= Manuel Arturo Abreu =

Dominican-American artist

Manuel Arturo Abreu (born 1991) is a Dominican artist, poet, critic, and curator from the Bronx.
Abreu has written two books, poems, and essays, and participated in and curated group art installations. Their book Incalculable Loss is a finalist for the 2019 Oregon Book Awards: Sarah Winnemucca Award for Creative nonfiction, while their poetry collection transtrender was a finalist for the 2018 Oregon Book Awards: Stafford/Hall Award for Poetry.
Abreu co-facilitates a free pop-up art school called home school in Portland, OR.

==Education==
Abreu received his BA in Linguistics from Reed College in Portland, Oregon in 2014. Their thesis was on accusative clitic doubling in Dominican Spanish.

== Writing ==
In addition to two books of poetry and one book of prose, Abreu has written a number of essays, and published conversations with artists and poets. Their poetry is focused on many subjects, including art, race, gender, and other topics. They have published at Rhizome, Art in America, AQNB, and elsewhere.

They are known for highly polemical essays dealing with antiblackness in culture and art. They wrote an essay about, "Online Imagined Black English," a phenomenon where users of social media users imagine the qualities of African American Vernacular English due to increased exposure to Black media, adopt it for expressive purposes that generally rely on stereotypes of Black people as lazy, criminal, cool, hypersexual, and otherwise. They also wrote an essay about the commodifying nature of social practice art which reflects on ideas from Claire Bishop.

== Art shows ==
Abreu participated in group art installations at Rhizome and the New Museum (online), the Cooley Gallery (Portland), Chicken Coop Contemporary (Portland), Veronica project space (Seattle), AA/LA Gallery (Los Angeles), and the Art Gym (Marylhurst University).

- Black Artists of Oregon, Portland Art Museum, Portland, OR (2023)
- Cry Me a River, Simian, Copenhagen, Denmark (2023)
- THE ARCHIVE AS... Kunstverein München, Munich, Germany (2023)
- With CASSANDRA Press, On Self-Defense, Bergen Kunsthall, Bergen, Norway (2023)
- Transactions with Eternity, Kraupa-Tuskany Zeidler, Berlin (2022)
- With CASSANDRA Press. Quiet as It’s Kept, Whitney Museum of American Art (2022)
- ECLIPSE: Athens Biennale 7, Athens (2021)
- Study Room. HALLE FÜR KUNST Steiermark, Graz (2021)
- Life Constantly Escapes, Kunstraum Niederösterreich, Vienna (2021)
- pen pressure, Haus Wien, Vienna (2020)
- Not Total, Portland Community College Paragon Gallery, Portland, OR (2019)
- Radical Reading Room, Studio Museum in Harlem, New York, NY (2019)

· · · · ·

▶ [Challenges]
• A. According to the Abreu article, what was the topic of Abreu's thesis at Reed College?
• B. Copy everything from "- Study Room." down to "Wien, Vienna (2020)" in the Abreu article, renaming "Vienna" as "Vienna, Austria" throughout.
• C. Go on with the Abreu article from the point where it stops.
The material after this has no connection to the Abreu article.

▶ [Data shown]
· · · · ·

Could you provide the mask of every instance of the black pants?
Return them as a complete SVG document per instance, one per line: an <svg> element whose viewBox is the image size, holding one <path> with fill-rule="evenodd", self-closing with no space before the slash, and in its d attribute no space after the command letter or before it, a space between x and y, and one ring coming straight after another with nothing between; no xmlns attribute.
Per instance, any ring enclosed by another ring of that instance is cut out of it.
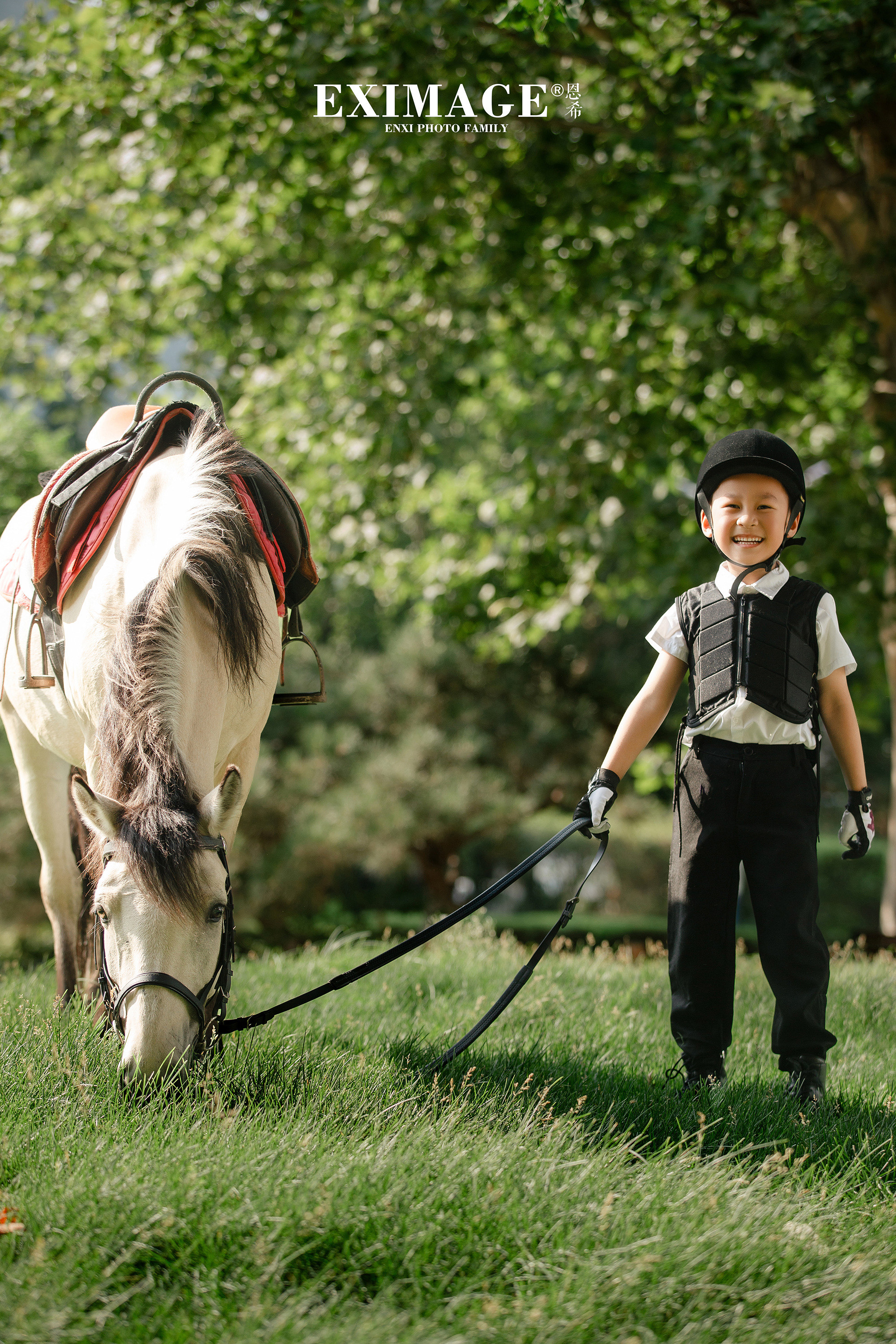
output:
<svg viewBox="0 0 896 1344"><path fill-rule="evenodd" d="M697 737L681 769L669 866L672 1035L688 1055L731 1044L735 913L743 860L762 969L775 996L771 1048L823 1058L827 945L818 915L817 782L805 747ZM681 852L680 852L681 851Z"/></svg>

· · · · ·

▶ [Expected responses]
• A. Accusative clitic doubling in Dominican Spanish.

• B.
- Study Room. HALLE FÜR KUNST Steiermark, Graz (2021)
- Life Constantly Escapes, Kunstraum Niederösterreich, Vienna, Austria (2021)
- pen pressure, Haus Wien, Vienna, Austria (2020)

• C.
- I Scare Easily, Yaby, Madrid (2019)
- obsequies, AA|LA Gallery, Los Angeles (2018)
- a re:trospective; a group show curated as part of the home school project in collaboration with the Re:Art Show; Old Pfizer Factory, Brooklyn, NY (2018)
- This is a Black Spatial Imaginary, PCC Cascade Paragon Gallery, Portland, OR (2017)
- From Concrete to Liquid... Centre d’Art Contemporain, Geneva, Switzerland (2017)
- Cabin Pressure, BBQLA, Los Angeles, CA (2017)
- Quota, SOIL Gallery, Seattle, WA (2017)
- First Look: New Black Portraitures, New Museum, NY (2017)
- resilience, Institute for New Connotative Action, Seattle (2016)

== Awards ==

| Year | Award name | Placement | Project |
|---|---|---|---|
| 2019 | Precipice Fund Grant | Recipient | home school |
| 2019 | Yale Union residency | Recipient | home school |
| 2019 | Centrum Emerging Artist Residency | Recipient | N/A |
| 2019 | Oregon Book Awards: Sarah Winnemucca Award for Creative nonfiction | Finalist | Incalculable Loss (Institute for New Connotative Action Press) |
| 2018 | Oregon Literary Fellowship | Fellow | N/A |
| 2018 | Oregon Book Awards: Stafford/Hall Award for Poetry | Finalist | transtrender (Quimérica Books / Ugly Duckling Presse) |
| 2017 | Precipice Fund Grant | Recipient | home school |
| 2017 | Precipice Fund Grant | Recipient | black apotrope |
| 2017 | Open Media Signal Fellowship | Fellow | N/A |
| 2017 | Rhizome Microgrant | Awardee | home school |
| 2016 | Regional Arts & Culture Council Grant | Awardee | home school |
| 2015 | Precipice Fund Grant | Recipient | home school |

== Bibliography ==
- Abreu, Manuel Arturo (2018). "Incalculable loss" Nominated for the Sarah Winnemucca Award for Creative Nonfiction 2019.
- Abreu, Manuel Arturo (2016). "transtrender"
- Abreu, Manuel Arturo (2015). "List of Consonants"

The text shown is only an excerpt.